§ **WHAT IS BEING ASKED**:
Restate the records from the line that contains "Verify: does the picture contain the garage" through the line that contains "[423,140,640,313]", keeping every line, requests included. Increase each box coordinate in the answers by 8.

Stored dataset items:
------------------------------------------------

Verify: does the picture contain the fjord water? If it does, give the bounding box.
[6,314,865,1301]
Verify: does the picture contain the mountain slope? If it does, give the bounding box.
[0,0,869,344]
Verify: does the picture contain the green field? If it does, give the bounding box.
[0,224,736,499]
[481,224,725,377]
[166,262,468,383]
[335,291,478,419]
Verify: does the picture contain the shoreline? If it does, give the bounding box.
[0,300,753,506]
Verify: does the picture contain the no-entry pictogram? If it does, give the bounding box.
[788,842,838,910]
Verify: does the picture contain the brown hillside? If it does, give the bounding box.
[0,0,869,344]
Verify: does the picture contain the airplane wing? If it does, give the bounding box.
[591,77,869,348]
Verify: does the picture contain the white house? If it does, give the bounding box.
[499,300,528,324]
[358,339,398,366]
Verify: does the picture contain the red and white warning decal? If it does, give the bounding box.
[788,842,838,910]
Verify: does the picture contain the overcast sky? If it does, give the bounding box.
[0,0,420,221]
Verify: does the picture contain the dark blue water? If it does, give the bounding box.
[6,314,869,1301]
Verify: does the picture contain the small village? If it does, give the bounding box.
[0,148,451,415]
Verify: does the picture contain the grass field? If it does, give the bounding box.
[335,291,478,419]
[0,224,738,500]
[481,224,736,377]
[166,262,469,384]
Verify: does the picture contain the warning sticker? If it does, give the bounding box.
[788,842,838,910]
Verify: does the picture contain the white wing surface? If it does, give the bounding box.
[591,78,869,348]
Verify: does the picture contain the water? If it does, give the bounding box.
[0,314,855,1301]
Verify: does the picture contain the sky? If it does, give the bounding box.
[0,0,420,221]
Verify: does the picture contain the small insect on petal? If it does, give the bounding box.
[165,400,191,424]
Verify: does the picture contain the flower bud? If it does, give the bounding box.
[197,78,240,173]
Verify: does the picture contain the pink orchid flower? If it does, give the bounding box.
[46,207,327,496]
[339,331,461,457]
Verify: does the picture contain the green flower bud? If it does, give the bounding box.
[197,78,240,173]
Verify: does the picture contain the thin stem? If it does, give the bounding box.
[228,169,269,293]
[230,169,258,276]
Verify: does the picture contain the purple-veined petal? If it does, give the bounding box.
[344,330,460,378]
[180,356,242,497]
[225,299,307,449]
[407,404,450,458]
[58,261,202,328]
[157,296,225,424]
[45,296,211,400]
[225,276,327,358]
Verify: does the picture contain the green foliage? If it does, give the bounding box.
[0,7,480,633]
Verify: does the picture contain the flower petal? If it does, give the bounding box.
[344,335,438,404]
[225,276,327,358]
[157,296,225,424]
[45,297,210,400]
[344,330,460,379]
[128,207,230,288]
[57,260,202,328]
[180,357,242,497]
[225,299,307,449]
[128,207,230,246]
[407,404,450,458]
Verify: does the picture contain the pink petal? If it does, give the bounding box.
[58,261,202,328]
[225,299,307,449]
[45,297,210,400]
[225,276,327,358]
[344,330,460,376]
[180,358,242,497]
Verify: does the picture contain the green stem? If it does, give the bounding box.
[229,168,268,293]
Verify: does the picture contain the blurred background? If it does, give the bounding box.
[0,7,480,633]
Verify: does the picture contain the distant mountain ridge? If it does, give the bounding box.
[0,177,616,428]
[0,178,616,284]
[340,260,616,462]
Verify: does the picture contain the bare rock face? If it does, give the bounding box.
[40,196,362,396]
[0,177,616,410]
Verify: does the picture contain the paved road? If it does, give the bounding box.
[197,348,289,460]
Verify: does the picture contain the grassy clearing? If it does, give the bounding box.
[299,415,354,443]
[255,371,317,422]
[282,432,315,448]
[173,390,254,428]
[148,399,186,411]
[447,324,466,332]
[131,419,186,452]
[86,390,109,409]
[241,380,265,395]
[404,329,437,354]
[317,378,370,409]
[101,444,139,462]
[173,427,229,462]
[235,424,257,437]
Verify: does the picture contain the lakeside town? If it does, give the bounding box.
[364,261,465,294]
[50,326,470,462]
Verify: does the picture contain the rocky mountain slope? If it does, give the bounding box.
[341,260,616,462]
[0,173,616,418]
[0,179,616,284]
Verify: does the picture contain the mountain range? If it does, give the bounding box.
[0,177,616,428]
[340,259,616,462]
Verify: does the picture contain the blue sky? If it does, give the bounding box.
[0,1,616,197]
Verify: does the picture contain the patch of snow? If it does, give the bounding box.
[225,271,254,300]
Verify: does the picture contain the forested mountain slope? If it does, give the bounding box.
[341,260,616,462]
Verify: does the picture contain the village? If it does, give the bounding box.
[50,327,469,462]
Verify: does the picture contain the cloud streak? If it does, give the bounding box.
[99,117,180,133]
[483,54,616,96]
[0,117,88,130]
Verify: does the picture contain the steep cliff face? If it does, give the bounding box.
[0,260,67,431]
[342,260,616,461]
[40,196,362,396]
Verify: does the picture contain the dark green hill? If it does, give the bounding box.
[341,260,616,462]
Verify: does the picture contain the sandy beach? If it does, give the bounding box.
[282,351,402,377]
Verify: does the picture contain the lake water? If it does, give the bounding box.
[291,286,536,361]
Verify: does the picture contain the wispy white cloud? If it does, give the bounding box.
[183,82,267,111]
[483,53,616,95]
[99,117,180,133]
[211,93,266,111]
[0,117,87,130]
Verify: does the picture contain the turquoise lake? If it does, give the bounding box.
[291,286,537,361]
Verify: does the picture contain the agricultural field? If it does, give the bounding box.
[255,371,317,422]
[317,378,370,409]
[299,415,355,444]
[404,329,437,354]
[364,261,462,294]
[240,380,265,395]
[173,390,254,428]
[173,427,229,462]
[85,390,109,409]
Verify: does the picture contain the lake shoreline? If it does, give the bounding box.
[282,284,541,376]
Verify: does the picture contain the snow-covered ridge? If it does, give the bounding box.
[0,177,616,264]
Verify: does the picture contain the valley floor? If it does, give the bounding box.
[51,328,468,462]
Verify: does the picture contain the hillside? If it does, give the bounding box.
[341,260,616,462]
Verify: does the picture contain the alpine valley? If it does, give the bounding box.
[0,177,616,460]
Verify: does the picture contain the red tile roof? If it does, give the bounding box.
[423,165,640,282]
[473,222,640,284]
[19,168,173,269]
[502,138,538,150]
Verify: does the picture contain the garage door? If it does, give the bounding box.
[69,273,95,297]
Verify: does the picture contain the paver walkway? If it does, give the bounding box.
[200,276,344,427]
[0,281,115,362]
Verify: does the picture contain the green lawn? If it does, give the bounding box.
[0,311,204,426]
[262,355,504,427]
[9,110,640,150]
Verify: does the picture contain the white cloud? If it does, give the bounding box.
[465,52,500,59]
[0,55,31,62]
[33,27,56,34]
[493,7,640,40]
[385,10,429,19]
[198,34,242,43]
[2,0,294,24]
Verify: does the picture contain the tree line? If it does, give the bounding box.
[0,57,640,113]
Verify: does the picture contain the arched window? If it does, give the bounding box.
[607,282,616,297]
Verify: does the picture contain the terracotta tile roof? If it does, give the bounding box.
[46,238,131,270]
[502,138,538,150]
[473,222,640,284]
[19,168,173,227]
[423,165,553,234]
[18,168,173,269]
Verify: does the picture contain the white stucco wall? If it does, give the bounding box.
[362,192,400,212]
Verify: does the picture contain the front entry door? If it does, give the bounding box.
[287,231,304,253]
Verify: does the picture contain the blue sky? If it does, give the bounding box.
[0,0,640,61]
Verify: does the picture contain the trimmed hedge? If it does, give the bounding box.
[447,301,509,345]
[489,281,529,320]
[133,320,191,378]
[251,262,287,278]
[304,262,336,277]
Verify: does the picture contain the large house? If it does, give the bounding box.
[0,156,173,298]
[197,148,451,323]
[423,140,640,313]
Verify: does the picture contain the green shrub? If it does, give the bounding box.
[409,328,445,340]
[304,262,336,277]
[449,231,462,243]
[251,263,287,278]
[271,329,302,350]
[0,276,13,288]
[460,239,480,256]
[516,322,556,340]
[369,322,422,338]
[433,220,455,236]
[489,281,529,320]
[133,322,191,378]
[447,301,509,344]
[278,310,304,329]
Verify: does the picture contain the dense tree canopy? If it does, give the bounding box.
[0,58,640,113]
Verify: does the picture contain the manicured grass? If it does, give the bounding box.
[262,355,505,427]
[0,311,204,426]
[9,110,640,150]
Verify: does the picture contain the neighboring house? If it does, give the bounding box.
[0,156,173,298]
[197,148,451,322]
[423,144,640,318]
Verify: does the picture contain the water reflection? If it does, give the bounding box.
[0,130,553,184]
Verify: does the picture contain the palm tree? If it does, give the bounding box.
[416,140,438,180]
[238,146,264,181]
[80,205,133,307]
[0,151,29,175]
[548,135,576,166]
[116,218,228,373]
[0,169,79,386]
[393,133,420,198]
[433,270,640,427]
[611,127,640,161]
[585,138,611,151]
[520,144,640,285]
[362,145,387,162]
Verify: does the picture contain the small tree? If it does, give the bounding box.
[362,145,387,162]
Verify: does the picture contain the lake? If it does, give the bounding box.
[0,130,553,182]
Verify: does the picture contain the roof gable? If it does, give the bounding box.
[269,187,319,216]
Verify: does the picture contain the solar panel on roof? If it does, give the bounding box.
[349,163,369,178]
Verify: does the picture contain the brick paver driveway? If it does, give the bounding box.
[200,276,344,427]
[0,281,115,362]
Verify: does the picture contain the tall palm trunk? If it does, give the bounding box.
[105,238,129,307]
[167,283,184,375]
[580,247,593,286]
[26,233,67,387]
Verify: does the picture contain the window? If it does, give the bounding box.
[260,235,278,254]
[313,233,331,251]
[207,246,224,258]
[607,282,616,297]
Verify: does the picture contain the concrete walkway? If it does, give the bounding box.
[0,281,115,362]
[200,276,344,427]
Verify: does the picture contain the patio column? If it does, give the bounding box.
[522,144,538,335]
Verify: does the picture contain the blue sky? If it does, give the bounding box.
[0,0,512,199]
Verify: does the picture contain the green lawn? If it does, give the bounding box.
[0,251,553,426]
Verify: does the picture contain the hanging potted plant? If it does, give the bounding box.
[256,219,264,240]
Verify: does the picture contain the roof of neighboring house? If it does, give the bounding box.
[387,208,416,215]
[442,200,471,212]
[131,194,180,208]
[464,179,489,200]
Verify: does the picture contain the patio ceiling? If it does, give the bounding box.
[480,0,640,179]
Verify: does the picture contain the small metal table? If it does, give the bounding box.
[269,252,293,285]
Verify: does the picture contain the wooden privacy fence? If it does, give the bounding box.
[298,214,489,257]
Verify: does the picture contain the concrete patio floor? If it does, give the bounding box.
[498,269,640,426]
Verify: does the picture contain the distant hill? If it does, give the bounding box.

------------------------------------------------

§ **ANSWER TO THIS PROBLEM**:
Verify: does the picture contain the garage door? If it does, give the bounding box.
[77,281,103,305]
Verify: does the picture contain the paver walkway? If it does, give the bounding box.
[208,284,352,435]
[8,289,123,370]
Verify: does the picture contain the green lawn? If it does, give the bounding box.
[8,319,212,434]
[270,363,512,435]
[17,118,648,158]
Verify: does the picture contain the white cloud? If it does, give the bounding box.
[473,60,508,67]
[8,63,39,70]
[41,35,64,42]
[501,15,648,48]
[393,18,437,27]
[206,42,250,51]
[10,8,302,32]
Verify: does the picture contain the tree line? If it does, give the bounding box.
[8,65,648,121]
Verify: does the picture contain the arched window? If it does, give the bounding box.
[615,290,624,305]
Verify: does the picture contain the terracotta tile roof? If it does, give the bounding box.
[54,246,139,278]
[510,146,546,158]
[481,230,648,292]
[27,176,181,235]
[431,173,561,242]
[26,176,181,277]
Verify: does the picture contain the white stucco wall? If it does, give the bounding box.
[370,200,408,220]
Verify: does the picture contain the front entry door? If it does, give the bounding box.
[295,239,312,261]
Verify: does the picture contain the blue sky? If it does, give the bounding box.
[8,8,648,69]
Verify: does the picture contain the trimmed hedge? If it does, give the bounding box.
[455,309,517,353]
[497,289,537,328]
[141,328,199,386]
[259,270,295,286]
[312,270,344,285]
Verify: does the picture contain the large house? If it does, give the bounding box.
[8,164,181,306]
[205,156,459,331]
[431,148,648,321]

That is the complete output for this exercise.